Record excerpts:
———
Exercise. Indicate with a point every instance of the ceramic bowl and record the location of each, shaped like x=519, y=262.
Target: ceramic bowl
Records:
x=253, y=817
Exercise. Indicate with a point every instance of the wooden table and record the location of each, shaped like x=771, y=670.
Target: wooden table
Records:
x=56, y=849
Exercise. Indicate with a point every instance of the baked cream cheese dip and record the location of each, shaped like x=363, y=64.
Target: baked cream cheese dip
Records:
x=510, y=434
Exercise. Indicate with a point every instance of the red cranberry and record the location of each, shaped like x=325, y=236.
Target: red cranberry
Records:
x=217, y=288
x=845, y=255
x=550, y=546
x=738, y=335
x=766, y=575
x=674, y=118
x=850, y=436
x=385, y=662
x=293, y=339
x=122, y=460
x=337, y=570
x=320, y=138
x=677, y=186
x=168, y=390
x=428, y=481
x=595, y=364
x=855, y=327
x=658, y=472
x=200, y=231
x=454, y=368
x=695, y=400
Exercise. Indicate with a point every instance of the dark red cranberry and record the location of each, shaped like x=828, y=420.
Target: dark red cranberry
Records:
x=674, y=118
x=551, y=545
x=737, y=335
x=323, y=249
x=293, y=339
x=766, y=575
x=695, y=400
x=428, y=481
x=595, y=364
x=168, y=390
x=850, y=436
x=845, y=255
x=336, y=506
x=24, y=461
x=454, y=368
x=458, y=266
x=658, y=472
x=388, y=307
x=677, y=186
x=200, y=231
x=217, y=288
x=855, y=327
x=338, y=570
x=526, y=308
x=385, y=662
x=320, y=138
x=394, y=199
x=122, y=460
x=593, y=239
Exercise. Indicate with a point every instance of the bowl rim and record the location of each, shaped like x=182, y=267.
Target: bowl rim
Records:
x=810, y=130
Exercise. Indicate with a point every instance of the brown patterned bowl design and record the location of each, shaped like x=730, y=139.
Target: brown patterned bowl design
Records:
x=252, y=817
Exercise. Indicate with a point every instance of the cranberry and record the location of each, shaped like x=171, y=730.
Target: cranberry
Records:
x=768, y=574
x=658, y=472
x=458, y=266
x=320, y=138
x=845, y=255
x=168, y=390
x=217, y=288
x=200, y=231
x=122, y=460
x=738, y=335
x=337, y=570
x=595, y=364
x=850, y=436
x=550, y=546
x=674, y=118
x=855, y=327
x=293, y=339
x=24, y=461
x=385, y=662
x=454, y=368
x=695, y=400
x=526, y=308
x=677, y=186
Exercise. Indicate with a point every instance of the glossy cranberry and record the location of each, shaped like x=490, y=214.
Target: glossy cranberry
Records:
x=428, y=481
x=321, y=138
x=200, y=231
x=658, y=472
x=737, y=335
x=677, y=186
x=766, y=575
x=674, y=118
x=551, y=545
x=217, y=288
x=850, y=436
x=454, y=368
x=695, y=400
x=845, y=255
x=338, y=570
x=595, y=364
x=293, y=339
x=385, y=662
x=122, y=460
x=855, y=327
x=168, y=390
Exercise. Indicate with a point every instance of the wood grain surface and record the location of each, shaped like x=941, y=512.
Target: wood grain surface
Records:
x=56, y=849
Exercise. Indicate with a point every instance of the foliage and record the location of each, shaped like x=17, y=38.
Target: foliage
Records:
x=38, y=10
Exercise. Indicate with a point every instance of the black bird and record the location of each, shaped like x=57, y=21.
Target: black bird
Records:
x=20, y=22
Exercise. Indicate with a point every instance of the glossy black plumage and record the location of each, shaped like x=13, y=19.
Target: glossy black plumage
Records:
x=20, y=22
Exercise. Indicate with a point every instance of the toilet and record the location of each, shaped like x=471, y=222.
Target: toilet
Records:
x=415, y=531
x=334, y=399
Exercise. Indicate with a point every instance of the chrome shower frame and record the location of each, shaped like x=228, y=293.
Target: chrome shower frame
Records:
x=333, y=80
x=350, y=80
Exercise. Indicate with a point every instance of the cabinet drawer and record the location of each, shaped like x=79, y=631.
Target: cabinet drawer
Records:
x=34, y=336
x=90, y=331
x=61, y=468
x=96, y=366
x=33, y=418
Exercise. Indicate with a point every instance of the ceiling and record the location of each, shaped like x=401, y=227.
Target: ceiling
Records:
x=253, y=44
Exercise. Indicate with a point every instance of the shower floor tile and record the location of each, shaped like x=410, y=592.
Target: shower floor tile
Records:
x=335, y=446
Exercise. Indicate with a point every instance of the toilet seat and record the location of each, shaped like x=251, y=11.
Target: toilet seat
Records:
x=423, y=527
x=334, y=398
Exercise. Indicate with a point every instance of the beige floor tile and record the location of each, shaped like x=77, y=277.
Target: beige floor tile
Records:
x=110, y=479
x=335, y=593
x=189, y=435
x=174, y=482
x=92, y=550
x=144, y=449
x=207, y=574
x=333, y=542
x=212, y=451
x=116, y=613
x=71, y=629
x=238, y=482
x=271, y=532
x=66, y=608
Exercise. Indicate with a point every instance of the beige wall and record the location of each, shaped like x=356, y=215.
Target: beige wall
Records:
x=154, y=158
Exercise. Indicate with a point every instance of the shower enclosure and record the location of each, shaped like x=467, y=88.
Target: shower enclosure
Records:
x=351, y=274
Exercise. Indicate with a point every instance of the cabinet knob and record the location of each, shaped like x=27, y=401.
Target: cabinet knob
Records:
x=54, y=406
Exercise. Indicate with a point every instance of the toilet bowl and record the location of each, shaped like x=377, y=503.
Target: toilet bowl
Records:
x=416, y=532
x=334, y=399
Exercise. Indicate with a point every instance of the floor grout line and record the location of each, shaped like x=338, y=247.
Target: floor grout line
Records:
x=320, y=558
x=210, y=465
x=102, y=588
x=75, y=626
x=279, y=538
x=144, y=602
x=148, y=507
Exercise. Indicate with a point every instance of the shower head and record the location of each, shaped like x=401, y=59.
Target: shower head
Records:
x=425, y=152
———
Brief: Out of the data above, transcribe exactly and only the lines starting with the line that has "Target: black bird" and going on through the line that has "Target: beige floor tile", both included.

Reply to the task:
Target: black bird
Records:
x=20, y=22
Exercise. Indicate with a point every instance of the glossy black plumage and record the location of each, shaped like x=13, y=19.
Target: glossy black plumage
Records:
x=20, y=22
Exercise. Indicate with a point every instance of the toilet and record the location of each, shaped like x=471, y=222.
Target: toilet
Records:
x=415, y=531
x=334, y=399
Exercise. Indicate with a point every instance of the chrome shower frame and record the location of each, shaped like x=228, y=293.
Target: chrome shower frame
Records:
x=333, y=80
x=350, y=80
Exercise. Indicate with a point every instance of the cabinet drawer and record the location of each, shaped like x=79, y=631.
Target: cabinet drawer
Records:
x=34, y=336
x=90, y=331
x=61, y=468
x=96, y=366
x=33, y=418
Exercise. Indicate with a point every instance of the ceiling and record the location of each, shaped like x=401, y=227.
Target: ceiling
Records:
x=253, y=44
Exercise. Indicate with a point every instance of the shower floor tile and record the location of each, shaped like x=410, y=592.
Target: shower floor tile
Records:
x=335, y=446
Exercise. Indicate with a point every instance of the toilet seat and record the location of each, shaped like x=251, y=11.
Target: toilet seat
Records:
x=423, y=527
x=334, y=398
Exercise. Indicate with a point every instance of the beige floor tile and record the location of each, shaped like x=77, y=277.
Target: beige floor tile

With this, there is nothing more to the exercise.